Friday, July 3, 2020

Racist Violence Can’t Be Separated From the Violence of Neoliberal Capitalism

Such an excellent, spot on, and deeply important piece by Henry Giroux. Bless Henry and all who help empower us to dive deep, connect dots we are likely to otherwise be unaware of, and to see with ever growing consciousness, wisdom, and vision. May we be inspired to listen, learn, absorb, and act. — Molly



As a renewed Black Lives Matter uprising fills the streets following a spate of high-profile police murders, the state-sanctioned murder of Black people continues on other fronts as well, including public health and economic injustice. In addition to protesting the widespread killing of Black people by police, activists have called attention to the systematic abandonment of Black communities as a function of both white supremacy and neoliberal capitalism. While some mainstream voices have focused on condemning the looting happening in the streets, many activists have called attention to the much larger-scale looting perpetrated by neoliberal capitalism against marginalized communities.

At this historic moment, the pandemic of racist violence cannot be separated from the violence imposed by neoliberal capitalism. The walls and cement barriers now surrounding Trump’s White House signify both the infectious ruthlessness that produces police violence at home and abroad, and the war waged on those populations viewed as disposable. The paramilitary forces attacking peaceful demonstrators in the streets are inextricably related to those economic forces driving neoliberal capitalism and the politics of racial sorting, spiraling poverty, and soaring inequality. These rapacious economic structures extend from a predatory financial sector to big corporations that produce massive misery, engage in unchecked exploitation, plunder the public sector, and concentrate wealth and power in the hands of a ruling elite.

#### [DATA SHOWN]
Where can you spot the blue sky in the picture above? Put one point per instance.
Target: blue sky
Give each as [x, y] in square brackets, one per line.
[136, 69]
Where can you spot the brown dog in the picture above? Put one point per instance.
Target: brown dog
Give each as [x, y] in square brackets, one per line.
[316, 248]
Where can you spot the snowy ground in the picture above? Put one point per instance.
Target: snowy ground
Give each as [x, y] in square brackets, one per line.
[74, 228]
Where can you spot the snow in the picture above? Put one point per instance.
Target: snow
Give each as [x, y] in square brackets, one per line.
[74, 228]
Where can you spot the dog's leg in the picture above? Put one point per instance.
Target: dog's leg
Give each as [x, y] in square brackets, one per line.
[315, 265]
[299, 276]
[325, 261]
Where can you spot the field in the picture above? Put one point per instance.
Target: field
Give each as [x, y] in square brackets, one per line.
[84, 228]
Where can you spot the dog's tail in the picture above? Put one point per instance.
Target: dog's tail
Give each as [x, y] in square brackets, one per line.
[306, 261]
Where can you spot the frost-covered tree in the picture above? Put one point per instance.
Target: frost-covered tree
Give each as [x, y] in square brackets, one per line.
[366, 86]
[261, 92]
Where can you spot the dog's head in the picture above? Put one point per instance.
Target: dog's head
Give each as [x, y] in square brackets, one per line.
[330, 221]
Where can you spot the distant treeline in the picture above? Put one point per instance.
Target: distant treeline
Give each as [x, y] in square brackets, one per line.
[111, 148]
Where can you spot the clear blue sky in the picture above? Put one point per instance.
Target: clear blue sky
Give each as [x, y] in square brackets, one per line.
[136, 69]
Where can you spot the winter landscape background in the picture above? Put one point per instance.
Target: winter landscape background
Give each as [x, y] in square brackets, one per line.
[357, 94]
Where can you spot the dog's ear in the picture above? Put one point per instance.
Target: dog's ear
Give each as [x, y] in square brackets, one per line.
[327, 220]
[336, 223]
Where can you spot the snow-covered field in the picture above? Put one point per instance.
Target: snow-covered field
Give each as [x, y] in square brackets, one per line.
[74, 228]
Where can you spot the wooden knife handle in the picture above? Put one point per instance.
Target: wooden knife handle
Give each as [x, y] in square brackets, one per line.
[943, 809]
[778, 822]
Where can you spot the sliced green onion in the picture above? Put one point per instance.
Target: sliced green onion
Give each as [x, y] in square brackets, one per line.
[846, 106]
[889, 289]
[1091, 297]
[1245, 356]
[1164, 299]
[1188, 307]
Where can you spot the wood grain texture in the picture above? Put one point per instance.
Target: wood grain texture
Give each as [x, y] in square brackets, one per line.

#### [EXERCISE]
Resume the piece on racist violence and neoliberal capitalism, starting after its final sentence.

#### [RESPONSE FOR THIS EXERCISE]
The raging coronavirus pandemic and the pandemic of racist violence have pulled the curtain away from the brutality and horror of neoliberalism’s individualizing of the social, which states that all social and political problems are solely a matter of individual fate and choice. This reduction of politics to personal referents is a duplicitous attempt to hide the systemic nature of massive racial and economic inequities.

Systemic Nature of Racial and Economic Inequities

The crisis has shattered the myth that each of us is defined exclusively by our self-interest and, as individuals, are solely responsible for the problems we face. It has also made clear the false assertion that we should look to either neoliberalism or the rich to solve the deeply rooted problems that have become evident in this moment of multiple pandemics.  

Such myths have completely collapsed under the Trump regime as it becomes obvious during the pandemic that the shortages in crucial medical equipment, lack of testing, lack of public investments, and failed public health services are largely due to right-wing neoliberal measures and regressive tax policies that have drained resources from health care systems, public goods, and other vital social institutions. The pandemic has torn away the cover of a neoliberal economic system marked by what Thomas Piketty calls “the violence of social inequality.” Inequality is a toxin that destroys lives, democratic institutions, and civic culture and is normalized through a pandemic pedagogy produced by a right-wing media culture that has become a poisonous sounding board for the rich and powerful.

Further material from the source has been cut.